Segment Start: DATASET ENTRIES
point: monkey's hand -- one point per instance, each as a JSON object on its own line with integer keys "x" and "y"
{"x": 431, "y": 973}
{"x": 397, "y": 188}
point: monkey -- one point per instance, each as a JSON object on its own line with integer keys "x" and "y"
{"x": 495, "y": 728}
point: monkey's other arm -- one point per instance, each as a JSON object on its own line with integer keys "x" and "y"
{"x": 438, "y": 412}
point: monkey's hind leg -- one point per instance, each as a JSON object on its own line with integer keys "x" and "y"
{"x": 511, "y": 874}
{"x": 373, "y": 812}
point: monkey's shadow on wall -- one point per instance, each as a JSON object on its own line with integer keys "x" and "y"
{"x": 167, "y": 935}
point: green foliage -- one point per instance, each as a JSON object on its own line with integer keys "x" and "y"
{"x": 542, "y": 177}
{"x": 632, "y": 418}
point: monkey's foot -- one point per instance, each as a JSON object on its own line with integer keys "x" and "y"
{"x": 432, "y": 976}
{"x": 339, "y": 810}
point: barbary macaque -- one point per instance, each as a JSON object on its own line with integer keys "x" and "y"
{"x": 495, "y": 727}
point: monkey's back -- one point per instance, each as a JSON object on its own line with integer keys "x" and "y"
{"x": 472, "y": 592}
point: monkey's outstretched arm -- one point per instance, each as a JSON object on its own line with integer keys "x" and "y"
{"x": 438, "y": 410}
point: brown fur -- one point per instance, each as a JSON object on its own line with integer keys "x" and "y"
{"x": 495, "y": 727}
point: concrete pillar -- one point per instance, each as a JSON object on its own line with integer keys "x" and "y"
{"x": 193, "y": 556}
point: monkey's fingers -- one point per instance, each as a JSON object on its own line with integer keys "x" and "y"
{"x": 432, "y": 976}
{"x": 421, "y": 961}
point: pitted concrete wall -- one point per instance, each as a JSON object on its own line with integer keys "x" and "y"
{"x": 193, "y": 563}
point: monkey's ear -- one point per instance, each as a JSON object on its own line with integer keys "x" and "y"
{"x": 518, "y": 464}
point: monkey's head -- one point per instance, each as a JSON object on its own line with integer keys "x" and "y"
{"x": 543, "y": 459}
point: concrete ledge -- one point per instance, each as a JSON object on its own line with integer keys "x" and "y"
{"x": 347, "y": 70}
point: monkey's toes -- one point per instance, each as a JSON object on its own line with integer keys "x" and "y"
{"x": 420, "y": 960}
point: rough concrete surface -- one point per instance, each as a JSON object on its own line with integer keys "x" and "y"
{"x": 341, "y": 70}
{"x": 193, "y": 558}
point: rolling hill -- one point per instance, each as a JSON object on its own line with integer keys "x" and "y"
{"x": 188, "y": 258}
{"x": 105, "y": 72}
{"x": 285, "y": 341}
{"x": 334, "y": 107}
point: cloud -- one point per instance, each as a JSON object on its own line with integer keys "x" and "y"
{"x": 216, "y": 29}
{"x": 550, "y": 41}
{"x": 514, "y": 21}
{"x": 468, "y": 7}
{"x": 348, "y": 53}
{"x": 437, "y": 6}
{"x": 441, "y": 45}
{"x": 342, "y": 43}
Segment End: DATASET ENTRIES
Give the data again exactly, line for line.

• **ANSWER BOX**:
point: monkey's hand -- one point per instance, each as a JSON object on its own line with integer keys "x" and "y"
{"x": 431, "y": 973}
{"x": 397, "y": 188}
point: monkey -- one point per instance, each as a JSON object on its own line with integer keys "x" and "y"
{"x": 495, "y": 728}
point: monkey's other arm -- one point per instance, each as a JSON object on its own line with integer keys "x" and "y"
{"x": 438, "y": 412}
point: monkey's hind leg -- one point per instance, each as a JSON object on its own line with integer keys "x" and "y"
{"x": 511, "y": 874}
{"x": 373, "y": 812}
point: monkey's shadow on wall -- one point per instance, each as a JSON object on its own line with integer keys "x" and "y"
{"x": 167, "y": 935}
point: green foliage -- one point per instance, each as a JSON object on its own line with integer keys "x" and "y"
{"x": 542, "y": 177}
{"x": 632, "y": 418}
point: monkey's foot -- one point per instance, each as a JSON object on its own line with integer keys "x" and "y"
{"x": 432, "y": 976}
{"x": 339, "y": 810}
point: barbary macaque -- one point per instance, each as a JSON object on its own line with integer keys "x" and "y"
{"x": 495, "y": 727}
point: monkey's back -- one point per instance, each as a JSON object on its own line with integer keys "x" and "y"
{"x": 472, "y": 592}
point: monkey's outstretched arm -- one point per instance, each as a JSON object on its own line with integer keys "x" and "y"
{"x": 438, "y": 410}
point: brown fur -- one point per instance, each as a JSON object on its own line with integer keys "x" and "y"
{"x": 495, "y": 727}
point: concrete pillar -- one point per instance, each as a JSON object on its own line with integer keys "x" and "y"
{"x": 193, "y": 556}
point: monkey's fingers -- one point per instance, each as a JSON object on its own line with integer keys "x" and "y"
{"x": 432, "y": 976}
{"x": 421, "y": 961}
point: pitted concrete wall -- one point per instance, each as a JSON object on its own line with integer keys "x" and "y"
{"x": 193, "y": 563}
point: monkey's ear -- one point per instance, each as a JSON object on its own line with integer keys "x" and "y"
{"x": 518, "y": 464}
point: monkey's head -- one point per instance, each as a JSON object on its own line with integer keys "x" and "y"
{"x": 543, "y": 459}
point: concrete ledge -- one point per instance, each as a JSON object on its own line with integer keys "x" and "y"
{"x": 347, "y": 70}
point: monkey's toes -- one point per instance, each as a JSON object on its own line with integer keys "x" and "y"
{"x": 420, "y": 960}
point: rough concrete surface -- one point per instance, each as a JSON object on its own line with integer keys "x" and "y"
{"x": 341, "y": 70}
{"x": 193, "y": 558}
point: rolling hill -- one point per instance, each as a JSON object on its own line with integer keys "x" and "y"
{"x": 188, "y": 258}
{"x": 105, "y": 72}
{"x": 285, "y": 341}
{"x": 334, "y": 107}
point: cloud -- one point per instance, each as a JSON object on its own line with integer keys "x" and "y"
{"x": 216, "y": 29}
{"x": 550, "y": 41}
{"x": 514, "y": 21}
{"x": 468, "y": 7}
{"x": 348, "y": 53}
{"x": 437, "y": 6}
{"x": 441, "y": 45}
{"x": 342, "y": 43}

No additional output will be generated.